“Happiness in intelligent people is the rarest thing I know.”
— Ernest Hemingway
I sat at the hospital a few days ago with my friend, Anthony. Anthony’s a writer too, and a damn good one. Nine stories above us the nurses were using a strobe light to cause my wife to hyperventilate and suffer a seizure. I was happy to have Anthony visit to distract me from my dismay. I’m currently sitting in an old farmhouse with a window down, listening to crickets and cicadas sing their evening songs as I think about the past few weeks in the hospital. It was strange to be on the outside of the hospital bed. It’s far worse to be estranged from the illness causing my loved one to suffer, rather than being the afflicted, as I normally am.
The hospital room smelled like a wet mop, and it made writing and concentrating difficult. So, rather than write, I used my free time to read and think. When Anthony and I were speaking we lamented our inability to write well without a few rounds in us. We admitted that it was a silly cliche’, but we confessed our vice nonetheless. We know we can write just as well sober, at least we think we can. I’m writing this sober, if that’s any indication. If it reads like garbage, I’ll have proved my psychosomatic hypothesis correct. I know I should find another way to confront the past, but a solid beer seems the best remedy at times. I really should try finding another way.

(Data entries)
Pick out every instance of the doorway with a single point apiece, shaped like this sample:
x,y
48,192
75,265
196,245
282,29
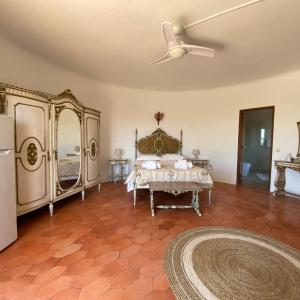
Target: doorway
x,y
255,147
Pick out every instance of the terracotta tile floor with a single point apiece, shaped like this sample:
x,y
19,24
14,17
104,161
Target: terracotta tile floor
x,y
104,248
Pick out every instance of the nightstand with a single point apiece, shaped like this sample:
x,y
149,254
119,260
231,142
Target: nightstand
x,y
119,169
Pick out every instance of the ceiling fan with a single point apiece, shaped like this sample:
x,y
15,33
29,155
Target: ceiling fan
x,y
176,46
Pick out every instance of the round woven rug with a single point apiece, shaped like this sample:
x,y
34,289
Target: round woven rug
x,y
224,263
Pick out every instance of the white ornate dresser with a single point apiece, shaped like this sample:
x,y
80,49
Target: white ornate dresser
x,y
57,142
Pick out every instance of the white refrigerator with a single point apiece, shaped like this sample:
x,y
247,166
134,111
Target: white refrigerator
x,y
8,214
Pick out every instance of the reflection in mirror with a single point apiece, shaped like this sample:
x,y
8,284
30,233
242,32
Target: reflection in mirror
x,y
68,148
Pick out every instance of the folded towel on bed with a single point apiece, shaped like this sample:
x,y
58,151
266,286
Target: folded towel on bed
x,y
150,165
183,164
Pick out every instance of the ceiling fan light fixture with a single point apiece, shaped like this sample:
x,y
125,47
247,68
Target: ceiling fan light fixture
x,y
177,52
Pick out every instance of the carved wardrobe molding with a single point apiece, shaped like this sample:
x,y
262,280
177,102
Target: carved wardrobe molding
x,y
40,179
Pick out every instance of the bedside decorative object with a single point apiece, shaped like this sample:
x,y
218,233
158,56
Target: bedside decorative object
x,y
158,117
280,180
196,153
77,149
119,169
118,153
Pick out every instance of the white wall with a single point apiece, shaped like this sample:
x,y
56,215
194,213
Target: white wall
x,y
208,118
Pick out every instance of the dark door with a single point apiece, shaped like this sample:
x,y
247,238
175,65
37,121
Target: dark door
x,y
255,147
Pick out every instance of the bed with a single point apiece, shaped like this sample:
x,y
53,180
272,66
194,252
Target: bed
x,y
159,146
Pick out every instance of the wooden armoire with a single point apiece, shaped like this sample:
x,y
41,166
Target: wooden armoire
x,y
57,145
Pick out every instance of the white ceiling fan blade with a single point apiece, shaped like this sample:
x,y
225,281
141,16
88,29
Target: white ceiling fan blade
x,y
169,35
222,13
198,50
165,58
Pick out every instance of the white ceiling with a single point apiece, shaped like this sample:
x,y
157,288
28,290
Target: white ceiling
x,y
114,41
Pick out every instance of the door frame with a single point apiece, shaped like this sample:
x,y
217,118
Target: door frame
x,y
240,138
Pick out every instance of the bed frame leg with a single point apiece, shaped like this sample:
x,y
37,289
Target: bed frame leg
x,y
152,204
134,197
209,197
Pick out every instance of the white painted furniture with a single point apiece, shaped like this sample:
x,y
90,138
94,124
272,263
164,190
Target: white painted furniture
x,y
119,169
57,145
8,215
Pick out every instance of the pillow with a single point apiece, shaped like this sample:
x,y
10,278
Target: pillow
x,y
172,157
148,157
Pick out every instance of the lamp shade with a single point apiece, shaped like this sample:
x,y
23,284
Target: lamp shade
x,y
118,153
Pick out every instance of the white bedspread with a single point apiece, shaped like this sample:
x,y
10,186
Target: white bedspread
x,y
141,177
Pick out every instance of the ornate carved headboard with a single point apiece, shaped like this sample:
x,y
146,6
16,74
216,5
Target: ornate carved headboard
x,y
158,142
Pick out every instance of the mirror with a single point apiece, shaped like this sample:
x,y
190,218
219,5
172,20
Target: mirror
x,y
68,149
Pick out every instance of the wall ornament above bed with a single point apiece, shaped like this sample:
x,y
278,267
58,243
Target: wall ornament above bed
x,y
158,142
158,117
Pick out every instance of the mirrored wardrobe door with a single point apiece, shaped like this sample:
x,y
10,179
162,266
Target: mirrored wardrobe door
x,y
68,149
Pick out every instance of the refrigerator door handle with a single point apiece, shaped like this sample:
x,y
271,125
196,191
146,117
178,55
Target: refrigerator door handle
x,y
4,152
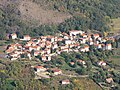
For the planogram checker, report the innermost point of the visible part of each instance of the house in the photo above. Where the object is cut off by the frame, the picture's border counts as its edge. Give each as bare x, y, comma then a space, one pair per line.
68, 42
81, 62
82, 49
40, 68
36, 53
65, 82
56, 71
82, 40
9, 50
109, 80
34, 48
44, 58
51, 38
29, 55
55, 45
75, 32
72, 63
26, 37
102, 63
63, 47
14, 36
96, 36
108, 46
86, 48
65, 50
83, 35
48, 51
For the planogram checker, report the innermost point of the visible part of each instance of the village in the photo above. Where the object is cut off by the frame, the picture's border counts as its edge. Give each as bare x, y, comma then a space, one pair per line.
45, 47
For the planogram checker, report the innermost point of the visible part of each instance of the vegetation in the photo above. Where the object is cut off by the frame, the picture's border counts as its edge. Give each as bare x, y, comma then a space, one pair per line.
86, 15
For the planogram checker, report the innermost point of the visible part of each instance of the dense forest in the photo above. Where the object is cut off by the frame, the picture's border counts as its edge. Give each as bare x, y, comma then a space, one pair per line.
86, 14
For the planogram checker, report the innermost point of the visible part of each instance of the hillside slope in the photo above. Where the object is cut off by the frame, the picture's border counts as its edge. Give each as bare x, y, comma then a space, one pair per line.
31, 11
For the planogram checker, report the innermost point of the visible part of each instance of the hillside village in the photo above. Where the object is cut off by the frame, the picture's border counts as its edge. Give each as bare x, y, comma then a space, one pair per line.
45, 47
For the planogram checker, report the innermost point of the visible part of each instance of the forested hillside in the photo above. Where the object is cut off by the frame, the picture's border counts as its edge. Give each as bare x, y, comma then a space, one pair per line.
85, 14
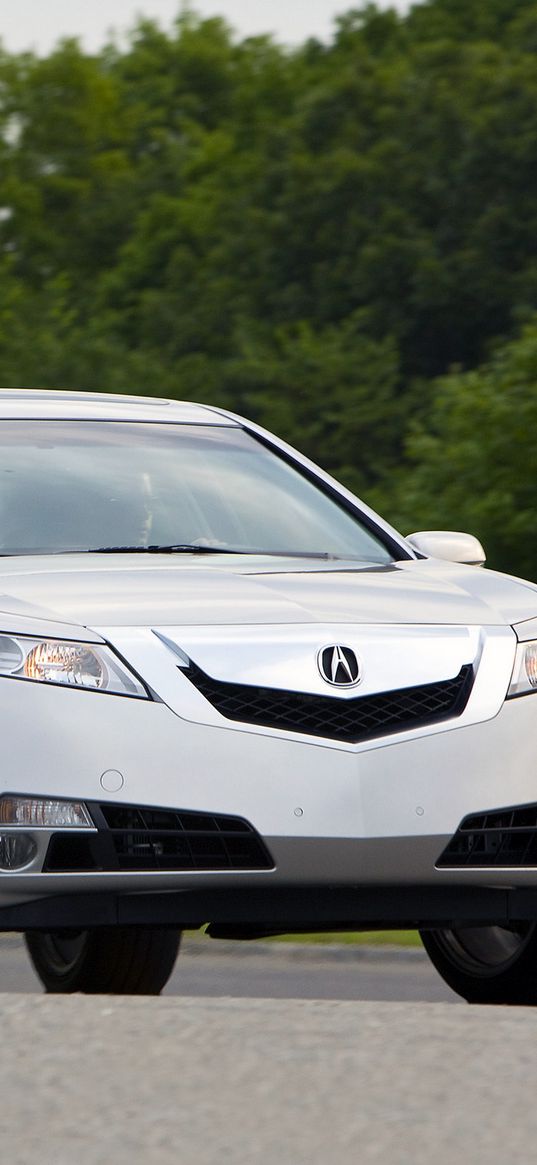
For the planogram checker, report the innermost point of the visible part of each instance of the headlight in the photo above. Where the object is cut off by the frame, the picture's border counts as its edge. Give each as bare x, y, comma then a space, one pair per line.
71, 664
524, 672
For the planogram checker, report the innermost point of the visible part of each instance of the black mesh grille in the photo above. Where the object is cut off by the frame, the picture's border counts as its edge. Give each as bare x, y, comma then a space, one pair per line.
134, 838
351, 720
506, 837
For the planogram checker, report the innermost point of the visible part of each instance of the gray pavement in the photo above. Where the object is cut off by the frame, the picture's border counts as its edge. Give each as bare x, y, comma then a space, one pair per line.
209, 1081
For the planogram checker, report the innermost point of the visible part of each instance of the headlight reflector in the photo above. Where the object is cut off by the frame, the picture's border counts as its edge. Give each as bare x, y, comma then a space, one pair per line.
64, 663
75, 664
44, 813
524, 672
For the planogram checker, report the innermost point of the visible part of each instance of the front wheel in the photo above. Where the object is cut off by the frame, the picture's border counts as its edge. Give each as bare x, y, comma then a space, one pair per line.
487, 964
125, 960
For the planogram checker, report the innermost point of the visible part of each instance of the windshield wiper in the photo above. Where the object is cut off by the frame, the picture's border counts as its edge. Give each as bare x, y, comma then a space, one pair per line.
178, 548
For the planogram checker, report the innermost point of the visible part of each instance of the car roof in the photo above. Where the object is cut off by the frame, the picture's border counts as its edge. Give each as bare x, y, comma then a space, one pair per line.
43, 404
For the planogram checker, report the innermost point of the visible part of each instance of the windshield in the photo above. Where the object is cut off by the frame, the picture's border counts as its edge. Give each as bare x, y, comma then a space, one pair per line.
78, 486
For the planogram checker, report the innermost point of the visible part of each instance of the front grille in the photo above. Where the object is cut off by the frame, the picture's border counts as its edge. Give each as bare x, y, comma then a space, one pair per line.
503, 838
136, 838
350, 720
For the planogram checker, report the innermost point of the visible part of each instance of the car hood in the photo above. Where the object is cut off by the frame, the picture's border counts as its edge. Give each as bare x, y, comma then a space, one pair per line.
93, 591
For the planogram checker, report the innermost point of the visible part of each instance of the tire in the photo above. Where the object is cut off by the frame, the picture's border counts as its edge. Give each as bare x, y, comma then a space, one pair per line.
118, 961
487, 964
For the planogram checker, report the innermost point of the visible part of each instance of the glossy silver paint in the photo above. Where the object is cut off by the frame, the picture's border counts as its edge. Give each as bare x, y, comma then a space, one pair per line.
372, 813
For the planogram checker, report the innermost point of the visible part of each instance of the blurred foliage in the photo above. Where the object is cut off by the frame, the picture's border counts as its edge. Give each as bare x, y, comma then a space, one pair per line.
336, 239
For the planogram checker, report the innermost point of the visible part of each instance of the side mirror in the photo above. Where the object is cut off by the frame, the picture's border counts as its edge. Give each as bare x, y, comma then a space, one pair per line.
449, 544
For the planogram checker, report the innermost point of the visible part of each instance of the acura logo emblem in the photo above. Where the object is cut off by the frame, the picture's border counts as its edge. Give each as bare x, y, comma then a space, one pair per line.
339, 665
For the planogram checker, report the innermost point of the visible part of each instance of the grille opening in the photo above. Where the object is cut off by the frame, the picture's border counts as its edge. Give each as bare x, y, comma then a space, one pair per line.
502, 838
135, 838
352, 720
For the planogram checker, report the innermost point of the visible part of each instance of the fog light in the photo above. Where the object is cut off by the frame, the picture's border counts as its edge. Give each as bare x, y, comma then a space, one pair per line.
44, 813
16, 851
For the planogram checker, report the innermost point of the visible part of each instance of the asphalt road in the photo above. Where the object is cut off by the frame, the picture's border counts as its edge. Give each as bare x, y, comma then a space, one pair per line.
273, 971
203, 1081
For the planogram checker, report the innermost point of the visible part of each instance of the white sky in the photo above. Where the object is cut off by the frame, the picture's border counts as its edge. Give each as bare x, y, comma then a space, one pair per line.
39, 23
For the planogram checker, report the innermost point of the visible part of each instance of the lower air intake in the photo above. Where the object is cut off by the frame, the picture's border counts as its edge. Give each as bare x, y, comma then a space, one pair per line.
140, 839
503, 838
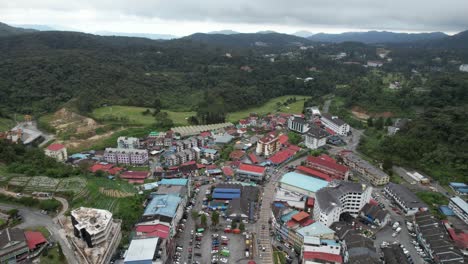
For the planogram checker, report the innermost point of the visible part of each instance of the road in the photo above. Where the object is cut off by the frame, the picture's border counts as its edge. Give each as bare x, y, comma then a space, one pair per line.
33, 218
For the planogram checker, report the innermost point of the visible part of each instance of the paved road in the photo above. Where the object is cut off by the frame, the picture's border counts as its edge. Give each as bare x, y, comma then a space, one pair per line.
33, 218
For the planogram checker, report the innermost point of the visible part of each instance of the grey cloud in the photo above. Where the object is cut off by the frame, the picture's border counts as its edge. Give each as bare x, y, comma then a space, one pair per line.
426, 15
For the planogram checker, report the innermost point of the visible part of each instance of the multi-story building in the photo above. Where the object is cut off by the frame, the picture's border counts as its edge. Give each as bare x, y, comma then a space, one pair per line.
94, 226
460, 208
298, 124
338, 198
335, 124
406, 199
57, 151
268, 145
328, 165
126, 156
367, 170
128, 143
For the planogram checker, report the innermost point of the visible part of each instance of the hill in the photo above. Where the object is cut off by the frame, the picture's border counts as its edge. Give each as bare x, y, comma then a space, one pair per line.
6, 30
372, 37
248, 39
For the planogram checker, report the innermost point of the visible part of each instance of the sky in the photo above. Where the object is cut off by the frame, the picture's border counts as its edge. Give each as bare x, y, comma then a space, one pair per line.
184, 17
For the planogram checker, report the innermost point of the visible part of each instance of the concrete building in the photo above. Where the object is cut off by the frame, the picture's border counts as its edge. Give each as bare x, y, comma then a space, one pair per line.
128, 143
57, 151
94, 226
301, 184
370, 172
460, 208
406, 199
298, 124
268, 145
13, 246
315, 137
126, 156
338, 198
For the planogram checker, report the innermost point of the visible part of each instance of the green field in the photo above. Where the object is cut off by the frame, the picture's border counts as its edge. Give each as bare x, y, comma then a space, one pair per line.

The task:
Extend the hospital-stay essay on writing sober, starting right after its final sentence. None of this material has any connection to the essay above.

Result of this exercise:
At times I try to focus on the silly juvenile things, hiding whatever memory I can’t shake behind jokes of pizza and punk rock, horror movies and comic books. In Portland, I’d wonder through the streets at night, smoking on cigarettes, trying my best to hold on to the past. I’d ride the train through the night and try to convince myself that I belonged safely stowed away in some religious group with all the answers. I tried to see Jesus in the smoke and bitter aftertaste of bourbon and beer – never saw anything but juvenile indoctrination behind those lines.
Back in the hospital I made my way through a book of short stories by Ernest Hemingway. That guy was a complete fuck up. He feels a lot like a long lost brother. I knocked out another Vonnegut novel. If ever I were to have the atypical wise old mentor – it would be him. He was able to say “shit, I don’t know,” more eloquently than anyone I’ve ever read. I imagine I’ll have a lot to write about, a lot of things to say in my work. Don’t let me fool you, I’m really saying, “shit, I don’t know.”